Data records:
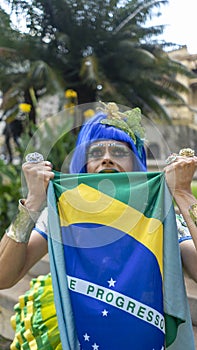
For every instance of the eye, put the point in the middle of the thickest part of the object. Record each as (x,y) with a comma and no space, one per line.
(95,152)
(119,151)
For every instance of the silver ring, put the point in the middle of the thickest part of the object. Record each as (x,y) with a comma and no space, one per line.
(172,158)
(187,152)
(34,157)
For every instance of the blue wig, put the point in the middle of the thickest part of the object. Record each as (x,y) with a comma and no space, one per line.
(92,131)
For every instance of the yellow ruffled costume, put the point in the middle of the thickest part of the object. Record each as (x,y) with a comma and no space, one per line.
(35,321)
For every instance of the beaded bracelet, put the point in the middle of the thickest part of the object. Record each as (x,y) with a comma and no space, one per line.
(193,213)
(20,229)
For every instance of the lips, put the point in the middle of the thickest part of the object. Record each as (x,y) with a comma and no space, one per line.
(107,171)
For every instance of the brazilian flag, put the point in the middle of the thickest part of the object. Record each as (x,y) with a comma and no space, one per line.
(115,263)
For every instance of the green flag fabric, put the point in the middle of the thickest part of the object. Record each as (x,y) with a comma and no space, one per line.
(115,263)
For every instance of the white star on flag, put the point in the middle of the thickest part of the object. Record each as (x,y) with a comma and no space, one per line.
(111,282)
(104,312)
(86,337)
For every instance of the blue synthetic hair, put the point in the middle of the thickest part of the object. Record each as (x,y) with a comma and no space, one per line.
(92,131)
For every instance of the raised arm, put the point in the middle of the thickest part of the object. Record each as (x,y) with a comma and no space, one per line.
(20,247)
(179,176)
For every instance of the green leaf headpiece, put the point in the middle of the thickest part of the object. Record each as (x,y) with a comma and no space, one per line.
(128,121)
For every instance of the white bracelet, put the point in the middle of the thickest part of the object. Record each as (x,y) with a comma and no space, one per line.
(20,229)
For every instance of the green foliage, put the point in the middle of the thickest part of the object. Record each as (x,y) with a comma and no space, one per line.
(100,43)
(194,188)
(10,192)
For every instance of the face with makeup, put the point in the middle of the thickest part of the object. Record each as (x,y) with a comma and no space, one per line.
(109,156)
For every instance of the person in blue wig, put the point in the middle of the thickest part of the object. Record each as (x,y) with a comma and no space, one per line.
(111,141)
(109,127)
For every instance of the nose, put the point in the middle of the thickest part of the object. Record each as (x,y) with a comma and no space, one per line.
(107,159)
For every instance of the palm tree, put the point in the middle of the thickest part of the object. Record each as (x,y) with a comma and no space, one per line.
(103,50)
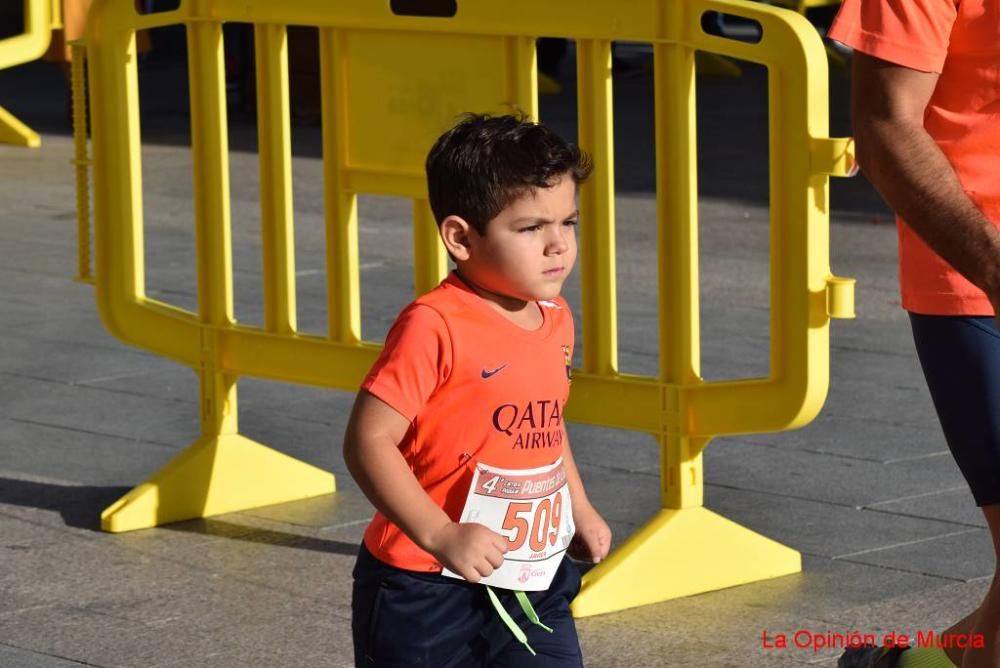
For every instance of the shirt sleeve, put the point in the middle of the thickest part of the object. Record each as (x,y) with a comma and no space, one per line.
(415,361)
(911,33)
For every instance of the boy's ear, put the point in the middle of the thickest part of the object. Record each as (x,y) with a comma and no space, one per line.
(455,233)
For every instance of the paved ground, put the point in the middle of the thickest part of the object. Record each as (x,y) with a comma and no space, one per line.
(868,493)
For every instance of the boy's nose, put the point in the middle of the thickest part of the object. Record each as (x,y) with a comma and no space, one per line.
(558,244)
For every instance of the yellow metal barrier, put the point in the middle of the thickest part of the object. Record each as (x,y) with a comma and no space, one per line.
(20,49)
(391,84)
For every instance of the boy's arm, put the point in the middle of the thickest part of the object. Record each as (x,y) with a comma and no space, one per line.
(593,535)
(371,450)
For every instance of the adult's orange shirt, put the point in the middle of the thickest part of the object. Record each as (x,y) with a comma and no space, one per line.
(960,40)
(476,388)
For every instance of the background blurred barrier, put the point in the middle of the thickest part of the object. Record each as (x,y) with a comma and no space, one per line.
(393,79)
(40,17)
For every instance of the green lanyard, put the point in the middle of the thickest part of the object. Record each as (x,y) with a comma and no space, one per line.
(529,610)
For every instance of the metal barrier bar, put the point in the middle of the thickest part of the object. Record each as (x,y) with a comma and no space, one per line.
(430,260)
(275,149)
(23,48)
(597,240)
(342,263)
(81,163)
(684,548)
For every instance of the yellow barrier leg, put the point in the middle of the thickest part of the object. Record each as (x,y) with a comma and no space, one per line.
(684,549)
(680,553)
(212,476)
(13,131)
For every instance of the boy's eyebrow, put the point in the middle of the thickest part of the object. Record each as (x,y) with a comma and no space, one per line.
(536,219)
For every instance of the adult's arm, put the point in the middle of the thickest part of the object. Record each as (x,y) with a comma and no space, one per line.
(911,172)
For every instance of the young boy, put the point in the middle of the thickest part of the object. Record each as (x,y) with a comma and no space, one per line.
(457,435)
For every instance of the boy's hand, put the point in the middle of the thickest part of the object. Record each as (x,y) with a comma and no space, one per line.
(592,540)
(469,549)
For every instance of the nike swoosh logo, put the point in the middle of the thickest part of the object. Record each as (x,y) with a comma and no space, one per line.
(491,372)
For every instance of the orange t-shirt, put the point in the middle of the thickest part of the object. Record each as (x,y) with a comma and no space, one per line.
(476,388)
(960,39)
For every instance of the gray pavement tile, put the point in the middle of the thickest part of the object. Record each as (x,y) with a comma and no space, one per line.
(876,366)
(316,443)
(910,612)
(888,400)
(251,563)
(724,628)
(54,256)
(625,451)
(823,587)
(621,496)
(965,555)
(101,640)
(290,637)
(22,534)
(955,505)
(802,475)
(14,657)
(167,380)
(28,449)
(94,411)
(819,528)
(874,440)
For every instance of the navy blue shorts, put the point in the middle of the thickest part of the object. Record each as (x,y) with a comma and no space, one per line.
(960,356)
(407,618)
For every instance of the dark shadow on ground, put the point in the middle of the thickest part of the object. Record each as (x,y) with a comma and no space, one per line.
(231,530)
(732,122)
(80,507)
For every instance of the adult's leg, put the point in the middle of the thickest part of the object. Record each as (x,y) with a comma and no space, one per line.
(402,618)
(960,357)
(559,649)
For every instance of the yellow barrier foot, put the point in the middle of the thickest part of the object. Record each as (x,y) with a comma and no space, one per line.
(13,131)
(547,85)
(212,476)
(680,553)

Problem details: Without copying the pictures, transcribe the entries exactly.

Response below:
For every instance of the eye, put the point in the middle of the thickest part of the object. Record each as (x,y) with a comma and no space, one per line.
(95,152)
(119,151)
For every instance of the silver ring, put the point in the middle of the thickest part of the object. Record each as (x,y) with a comma and no space, one per line.
(172,158)
(187,152)
(34,157)
For every instance of the blue wig, put the point in the middle of the thickest part of the object. Record each as (x,y) with a comma and no space, one per line.
(92,131)
For every instance of the yellow ruffled costume, put the point in the middle of the thickest part of the object. Record each as (x,y) with a comma and no space, one per line.
(35,321)
For every instance of the beaded bracelet, put the point in the middle of the thickest part of the object. Record each as (x,y) with a comma and no space, one per line.
(193,213)
(20,229)
For every instance of the lips, put the point in the middle of the thickest part of the object. Record each as (x,y) with a comma and no space, one per line.
(107,171)
For every instance of the brazilian flag, put the point in the middle of the thickest part of the object. Record each as (x,y) with a comma and no space, one per line.
(115,263)
For every instance of the green flag fabric, put the point in the middle of the thickest part of the object. Record each as (x,y) with a comma and no space, one per line.
(115,263)
For every instance of the white star on flag, put the point in the middle of the thickest part of the object. Record each as (x,y) with a comma and no space, one per line.
(111,282)
(104,312)
(86,337)
For every instance of the blue synthetic hair, put the point in the middle of the thickest part of the object. Record each as (x,y) with a comma and no space, one per line.
(92,131)
For every instance of the raised arm, put the point in the middle of the thickest part of the object. Record each as (x,y) with a comma and no space, one per line.
(20,247)
(179,176)
For every instance of the green leaf headpiece, put the point in the middle of the thickest part of the object. Record each as (x,y) with a comma and no space, one per line.
(128,121)
For every instance of the white bracelet, put the point in the middle of the thickest part of the object. Record each as (x,y) with a comma and no space, one per line.
(20,229)
For every instance of the green foliage, put the point in the middle of the thickest part of the object. Record each as (x,y) with a comma and no space, one per line.
(100,43)
(194,188)
(10,192)
For every instance of the face with makeup, put the point in the middle of the thickest part of the object. Record each as (x,y) with a comma and no space, one per line.
(109,156)
For every instance of the person in blue wig, put the point in the middle of the thickest part of the object. Record each as (x,y) with a comma and no space, one per line.
(111,141)
(109,127)
For every instance of the nose, put the point in the middle of the thickest part of the object. Record each as (x,y) with a comma and no space, one per line.
(107,159)
For every instance of the palm tree, put the point in the middle of the thickest part of the object. Record each as (x,y) with a comma and no space, one per line.
(103,50)
For every instance of the shirt sleeve, put the point in the middle of the thickest part of the object. Record each as (x,y) with a comma and no space, one per line.
(415,361)
(911,33)
For every instance of the boy's ear, put the point in the middle of the thickest part of the object. Record each as (x,y) with a comma and no space, one per line.
(455,233)
For every instance of the paved ground, put the point in the middle of the thickest part of the object. Record each as (x,y) with a comma and no space, one per line.
(868,493)
For every instance of the boy's nose, put the point in the middle of the thickest part of the object. Record each as (x,y) with a comma and no space, one per line.
(558,244)
For every instance of the yellow metal barrier, put the point in the middle of the thickest part of the object. Record each as (x,y) with a comma and no space, one per line.
(20,49)
(391,84)
For every instance of the boy's arm, put the point in the middle of the thickest part of the object. Record each as (x,y) with a comma and no space, one per line.
(593,535)
(371,450)
For every instance of the adult's orange shirt, put the point in the middle of the thickest part of the object. Record each as (x,y) with a comma and no space, one per line.
(960,40)
(476,388)
For every instance of the background blurred barrier, put the point in the middle of the thickest part of the object. Record each as (x,y) with a comma and no space, one per line.
(393,79)
(40,17)
For every instance of the green lanyard, put the point in the middle of the thickest part of the object. Record each as (x,y) with a comma and no space, one per line.
(529,610)
For every instance of the metal barrier bar, put the point in the middle of the thickest part of the object. Record each as (x,y) with a comma and no space, one per line.
(430,260)
(275,149)
(23,48)
(597,240)
(342,263)
(81,163)
(684,548)
For every instance of the yellow barrier leg, put the point in the middle of the thickest part of the object. Record each as (x,y) with a comma and no space, one per line.
(684,549)
(680,553)
(212,476)
(13,131)
For every instance of the boy's eyebrow, put the point in the middle of the thickest part of the object. Record each as (x,y) with a comma and no space, one per line.
(536,219)
For every instance of the adult's arm, put the point in the middle of the thickest part of the object. Record each as (x,y) with a comma and no space, one per line.
(911,172)
For every instance of the young boy, put the point in the middle of the thickest part of the object. Record each as (x,y) with a comma and no space, one per line.
(457,435)
For every instance of the boy's hand, put the point in the middle of the thickest part of the object. Record each as (x,y) with a comma and no space, one per line.
(592,540)
(469,549)
For every instance of the nike swoosh logo, put the point in the middle of the thickest part of the object. Record each as (x,y) with a comma and no space, one per line.
(491,372)
For every instance of the orange t-shirt, put the point in the middle of the thickest part of the object. Record each as (x,y) with a comma and no space, one per line.
(476,388)
(960,39)
For every instance of the gray pavement tile, put the point in the middle of the thickest part of the object. Record each as (x,y) with a comma and no space, one per line.
(876,366)
(316,443)
(910,612)
(888,400)
(251,563)
(724,628)
(54,256)
(625,451)
(823,587)
(621,496)
(965,555)
(101,640)
(290,637)
(22,534)
(955,505)
(802,475)
(14,657)
(167,380)
(28,449)
(94,411)
(819,528)
(874,440)
For every instance of the navy blue shorts, put the point in the middle of the thickest part of the object. Record each as (x,y) with a comma and no space, one per line.
(960,356)
(407,618)
For every instance of the dark shadow on ground, put the point in the middle of the thickest part of the object. Record each as (x,y) with a comma and no space, one per line.
(231,530)
(732,122)
(80,507)
For every instance of the adult's leg, put the point in the middle of the thickest part of the object. Record each as (x,y) with a comma and no space, one per line.
(402,618)
(960,357)
(559,649)
For every instance of the yellow barrier foot, put the point in the middle of the thickest part of the object. Record each as (x,y) with a comma and no space, one per line.
(13,131)
(547,85)
(212,476)
(680,553)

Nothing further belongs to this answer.